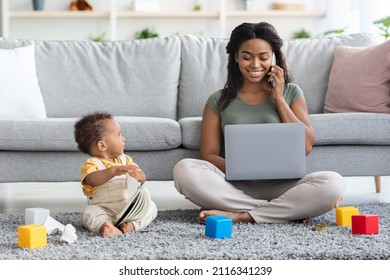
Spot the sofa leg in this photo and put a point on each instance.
(378, 184)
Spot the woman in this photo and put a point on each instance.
(256, 91)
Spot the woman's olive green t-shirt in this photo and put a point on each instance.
(238, 112)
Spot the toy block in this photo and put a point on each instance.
(365, 224)
(218, 227)
(344, 214)
(32, 236)
(36, 216)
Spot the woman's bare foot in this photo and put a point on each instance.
(126, 227)
(108, 230)
(242, 217)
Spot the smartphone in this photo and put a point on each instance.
(273, 62)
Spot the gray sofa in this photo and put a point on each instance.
(157, 89)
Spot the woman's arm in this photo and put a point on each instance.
(210, 141)
(297, 113)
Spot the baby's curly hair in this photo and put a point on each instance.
(89, 130)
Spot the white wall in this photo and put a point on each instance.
(357, 15)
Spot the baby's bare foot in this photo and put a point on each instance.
(108, 230)
(236, 217)
(126, 227)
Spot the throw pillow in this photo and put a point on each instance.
(359, 80)
(20, 94)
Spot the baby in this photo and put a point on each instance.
(103, 176)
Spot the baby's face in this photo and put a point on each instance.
(113, 138)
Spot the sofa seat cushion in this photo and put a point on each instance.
(191, 129)
(351, 129)
(57, 134)
(330, 129)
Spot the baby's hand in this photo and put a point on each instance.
(120, 170)
(133, 170)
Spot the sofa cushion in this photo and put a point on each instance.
(204, 62)
(310, 62)
(191, 130)
(20, 93)
(57, 134)
(351, 129)
(330, 129)
(360, 80)
(128, 78)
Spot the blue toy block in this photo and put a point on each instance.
(219, 227)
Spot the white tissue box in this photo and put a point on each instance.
(36, 216)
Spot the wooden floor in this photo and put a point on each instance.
(67, 197)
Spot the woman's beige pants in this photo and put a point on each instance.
(267, 201)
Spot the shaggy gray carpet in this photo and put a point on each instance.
(176, 235)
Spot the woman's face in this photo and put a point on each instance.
(254, 60)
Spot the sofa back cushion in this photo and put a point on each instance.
(310, 62)
(204, 62)
(127, 78)
(203, 71)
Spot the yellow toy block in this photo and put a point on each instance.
(32, 236)
(344, 215)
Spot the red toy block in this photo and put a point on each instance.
(365, 224)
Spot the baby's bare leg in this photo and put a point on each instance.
(237, 217)
(109, 229)
(126, 227)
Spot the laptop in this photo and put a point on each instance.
(265, 151)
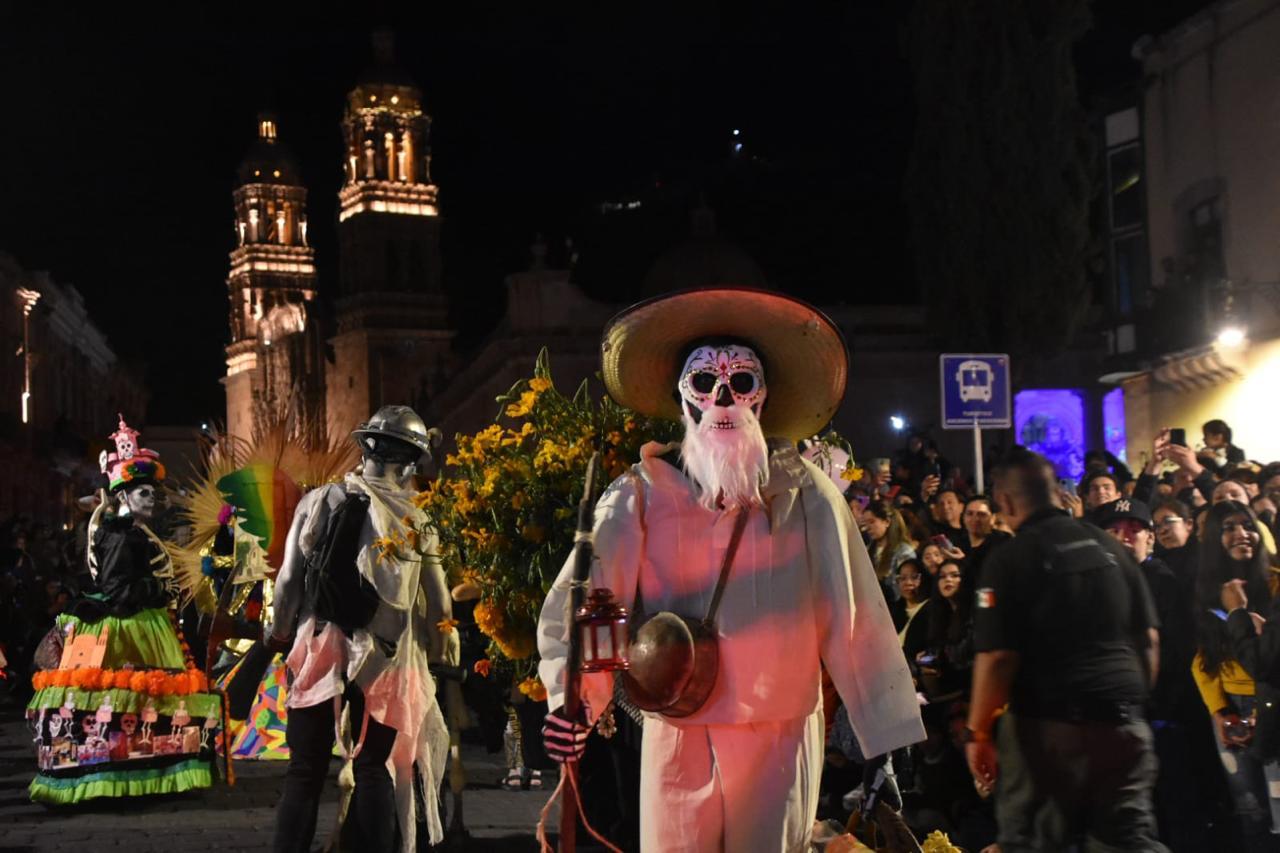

PROBLEM STATEMENT: Copy out every entry above word for word, and leave the pictures out.

EXERCISE RESPONSE:
Spot the sofa leg in this photo and put a point on each instance.
(378, 184)
Spot the woman in this photo and put a point on each instance.
(256, 91)
Spot the woman's olive green t-shirt in this photo and put a point on each instance.
(238, 112)
Spot the toy block in this photo and put a point on each instance.
(365, 224)
(218, 227)
(344, 214)
(32, 236)
(36, 216)
Spot the woman's bare foot in this photo and put a point on each instance.
(126, 227)
(108, 230)
(242, 217)
Spot the smartphone in this photo and put a point on each instance.
(273, 62)
Spot the gray sofa in this photo and put a point on each instance.
(157, 89)
Spot the woman's arm in this photo and put a point on each instance.
(210, 141)
(297, 113)
Spot the baby's curly hair in this photo and put a point on each instance.
(89, 130)
Spot the white wall in this photo and put a point on each instance.
(357, 15)
Spot the baby's bare foot in this photo and put a point on each instance.
(108, 230)
(236, 217)
(126, 227)
Spot the throw pillow in this photo and put a point on each instance.
(359, 80)
(20, 94)
Spot the baby in this photo and put a point on each instance.
(103, 176)
Spot the baby's face in this photo and put a point on each instance.
(113, 138)
Spot the sofa seat cushion in this photo and put a point on each instance.
(191, 129)
(351, 129)
(57, 134)
(330, 129)
Spot the baby's hand in this photo and put a point on each instance.
(120, 170)
(133, 170)
Spot the sofa cushion in this photo and put a point on each instance.
(204, 62)
(310, 62)
(191, 130)
(20, 93)
(57, 134)
(351, 129)
(330, 129)
(360, 80)
(128, 78)
Spot the blue toy block in this photo and put a point on each instance.
(219, 227)
Spot the white tissue box in this photo and put a point on each instance.
(36, 216)
Spot the wooden floor in this photo and put a point on each instance.
(67, 197)
Spot the woman's beige pants in this photo and put a point on each instance.
(267, 201)
Spot the shaggy gray carpet in this photo and put a point on each instance.
(176, 235)
Spot the woman's face in this photo and put a point on each instance.
(254, 60)
Spot the sofa back cushion in this photo and put a point on each instance.
(310, 62)
(204, 62)
(127, 78)
(203, 71)
Spot the yellow toy block in this photo and put a point on each instance.
(32, 236)
(344, 215)
Spot the red toy block in this photo and put a point on each instance.
(365, 224)
Spot the baby's bare leg in this photo and put a point on each instance.
(237, 217)
(109, 229)
(126, 227)
Spot the laptop in this photo and put a point on each instance.
(265, 151)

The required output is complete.